Object position labeling entries:
*****

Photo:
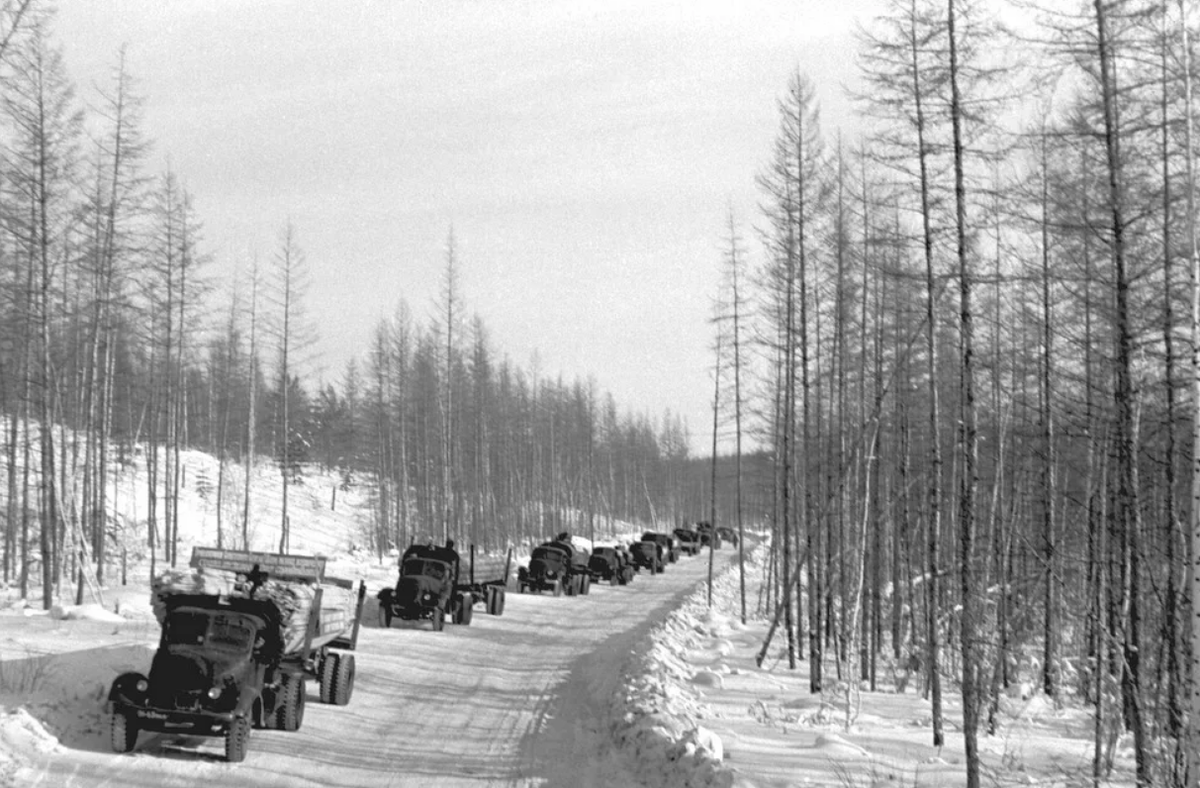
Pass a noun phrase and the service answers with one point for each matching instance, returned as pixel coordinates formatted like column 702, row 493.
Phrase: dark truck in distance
column 427, row 589
column 646, row 554
column 667, row 551
column 229, row 662
column 556, row 566
column 611, row 565
column 688, row 541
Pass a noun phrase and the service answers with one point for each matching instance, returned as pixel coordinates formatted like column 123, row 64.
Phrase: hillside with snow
column 639, row 685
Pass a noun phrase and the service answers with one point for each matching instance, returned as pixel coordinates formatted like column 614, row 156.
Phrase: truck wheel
column 463, row 611
column 237, row 740
column 291, row 711
column 343, row 679
column 328, row 675
column 124, row 732
column 262, row 719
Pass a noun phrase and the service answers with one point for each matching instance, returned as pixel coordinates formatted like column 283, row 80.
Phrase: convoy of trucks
column 241, row 635
column 244, row 632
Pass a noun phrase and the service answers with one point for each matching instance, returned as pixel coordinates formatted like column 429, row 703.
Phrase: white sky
column 583, row 151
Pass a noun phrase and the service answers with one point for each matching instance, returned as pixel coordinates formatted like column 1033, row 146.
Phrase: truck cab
column 426, row 589
column 216, row 673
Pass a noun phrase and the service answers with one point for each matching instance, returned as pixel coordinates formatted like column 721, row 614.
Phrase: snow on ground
column 699, row 711
column 673, row 702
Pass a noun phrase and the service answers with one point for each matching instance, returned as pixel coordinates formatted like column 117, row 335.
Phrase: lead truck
column 241, row 635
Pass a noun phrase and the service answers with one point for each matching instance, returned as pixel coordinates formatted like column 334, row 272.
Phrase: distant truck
column 688, row 541
column 557, row 566
column 239, row 660
column 669, row 553
column 427, row 589
column 648, row 555
column 709, row 536
column 611, row 565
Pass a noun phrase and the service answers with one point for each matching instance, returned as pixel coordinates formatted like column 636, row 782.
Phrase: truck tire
column 463, row 609
column 237, row 739
column 124, row 732
column 328, row 675
column 289, row 714
column 343, row 679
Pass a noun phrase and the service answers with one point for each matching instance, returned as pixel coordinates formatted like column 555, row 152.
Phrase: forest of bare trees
column 118, row 349
column 957, row 370
column 969, row 343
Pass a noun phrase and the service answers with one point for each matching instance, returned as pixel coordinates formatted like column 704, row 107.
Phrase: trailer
column 490, row 591
column 241, row 636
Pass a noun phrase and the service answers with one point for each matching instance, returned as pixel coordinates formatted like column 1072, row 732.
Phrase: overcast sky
column 586, row 155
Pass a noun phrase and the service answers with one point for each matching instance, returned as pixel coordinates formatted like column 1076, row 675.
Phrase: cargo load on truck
column 241, row 632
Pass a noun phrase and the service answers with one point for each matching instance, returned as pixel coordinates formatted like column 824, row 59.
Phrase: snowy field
column 642, row 685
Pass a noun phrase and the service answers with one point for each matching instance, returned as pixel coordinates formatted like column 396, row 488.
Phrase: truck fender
column 126, row 689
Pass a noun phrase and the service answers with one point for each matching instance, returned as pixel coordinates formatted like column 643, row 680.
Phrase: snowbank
column 659, row 711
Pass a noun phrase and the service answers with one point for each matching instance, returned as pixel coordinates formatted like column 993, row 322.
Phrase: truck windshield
column 186, row 629
column 421, row 566
column 199, row 629
column 231, row 632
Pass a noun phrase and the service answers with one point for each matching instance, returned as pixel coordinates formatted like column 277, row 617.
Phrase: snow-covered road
column 520, row 699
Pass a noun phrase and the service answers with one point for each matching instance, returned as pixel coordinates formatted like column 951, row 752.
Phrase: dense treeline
column 967, row 353
column 117, row 349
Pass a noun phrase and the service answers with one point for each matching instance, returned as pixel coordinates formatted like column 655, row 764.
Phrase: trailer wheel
column 237, row 740
column 462, row 614
column 343, row 679
column 124, row 731
column 291, row 711
column 328, row 675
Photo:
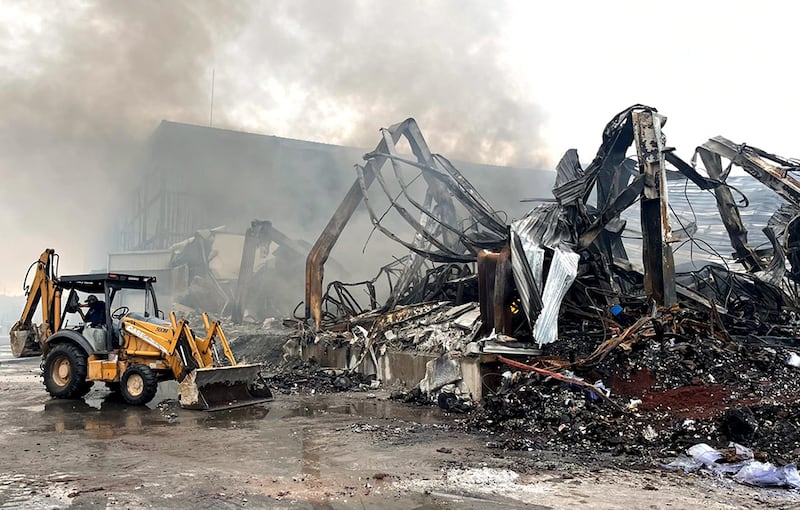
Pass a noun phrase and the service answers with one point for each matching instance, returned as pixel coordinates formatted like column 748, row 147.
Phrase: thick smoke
column 83, row 86
column 350, row 67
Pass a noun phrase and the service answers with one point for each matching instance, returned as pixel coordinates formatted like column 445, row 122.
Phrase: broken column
column 659, row 266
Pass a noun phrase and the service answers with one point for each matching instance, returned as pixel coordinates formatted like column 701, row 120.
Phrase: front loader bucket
column 214, row 389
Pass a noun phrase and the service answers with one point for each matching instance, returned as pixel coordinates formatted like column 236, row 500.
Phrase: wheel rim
column 62, row 371
column 135, row 385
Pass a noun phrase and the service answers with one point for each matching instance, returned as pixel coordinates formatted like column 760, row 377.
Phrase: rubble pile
column 655, row 407
column 613, row 317
column 309, row 378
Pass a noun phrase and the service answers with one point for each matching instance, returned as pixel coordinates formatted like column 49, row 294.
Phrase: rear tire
column 65, row 370
column 138, row 385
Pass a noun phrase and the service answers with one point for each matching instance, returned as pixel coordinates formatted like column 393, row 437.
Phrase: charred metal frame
column 315, row 262
column 659, row 266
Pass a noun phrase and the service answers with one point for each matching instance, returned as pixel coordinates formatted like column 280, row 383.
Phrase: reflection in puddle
column 105, row 416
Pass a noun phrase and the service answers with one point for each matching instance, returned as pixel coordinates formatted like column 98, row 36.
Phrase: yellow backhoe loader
column 129, row 351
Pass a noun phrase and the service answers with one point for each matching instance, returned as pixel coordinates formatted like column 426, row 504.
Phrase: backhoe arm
column 25, row 337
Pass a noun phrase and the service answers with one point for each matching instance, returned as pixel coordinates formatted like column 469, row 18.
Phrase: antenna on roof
column 211, row 113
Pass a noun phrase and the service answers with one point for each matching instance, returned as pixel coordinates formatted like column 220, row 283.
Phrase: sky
column 83, row 84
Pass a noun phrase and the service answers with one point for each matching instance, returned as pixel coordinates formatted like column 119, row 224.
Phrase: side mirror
column 73, row 302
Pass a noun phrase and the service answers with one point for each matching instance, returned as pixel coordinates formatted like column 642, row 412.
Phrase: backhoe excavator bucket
column 218, row 388
column 24, row 342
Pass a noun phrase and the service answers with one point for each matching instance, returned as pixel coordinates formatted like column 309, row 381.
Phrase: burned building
column 199, row 188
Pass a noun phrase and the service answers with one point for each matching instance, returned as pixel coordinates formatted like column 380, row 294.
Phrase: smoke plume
column 84, row 85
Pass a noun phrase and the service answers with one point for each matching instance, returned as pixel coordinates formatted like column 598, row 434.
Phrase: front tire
column 138, row 385
column 65, row 370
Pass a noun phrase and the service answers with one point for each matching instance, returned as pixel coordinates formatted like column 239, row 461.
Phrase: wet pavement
column 345, row 450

*****

WHAT YOU HAVE TO DO.
Reproduce the material word for word, from the line with "393, row 437." to the line with "column 73, row 302", including both of those lines.

RESULT OF THE TASK.
Pass a noun phrase and the service answers with one point for each matching instance, returned as pixel coordinates formatted like column 393, row 437.
Phrase: charred metal frame
column 315, row 262
column 659, row 266
Pass a noun phrase and the service answers with one point for each matching instance, returned as pixel coordinates formatted like column 280, row 383.
Phrase: reflection in puddle
column 105, row 416
Pass a noun phrase and the service answers with one point for each matching instance, returned as pixel coordinates formatted like column 98, row 36.
Phrase: yellow backhoe loader
column 129, row 351
Pass a noun phrase and the service answers with one point for each matching instance, returned as pixel coordinates formatted like column 426, row 504.
Phrase: backhoe arm
column 25, row 337
Pass a noun phrase and the service answers with one point for each matching instance, returned as pixel coordinates formatted like column 469, row 18.
Phrase: antenna on roof
column 211, row 113
Pass a noun phrase and the service answers with one point for each matching instance, returned as pixel coordinates formatted like column 220, row 283.
Phrase: sky
column 83, row 84
Pass a noun phrase and the service answers with one point for each matching instance, returned as pixel coordinates formatted like column 119, row 224.
Phrase: side mirror
column 73, row 302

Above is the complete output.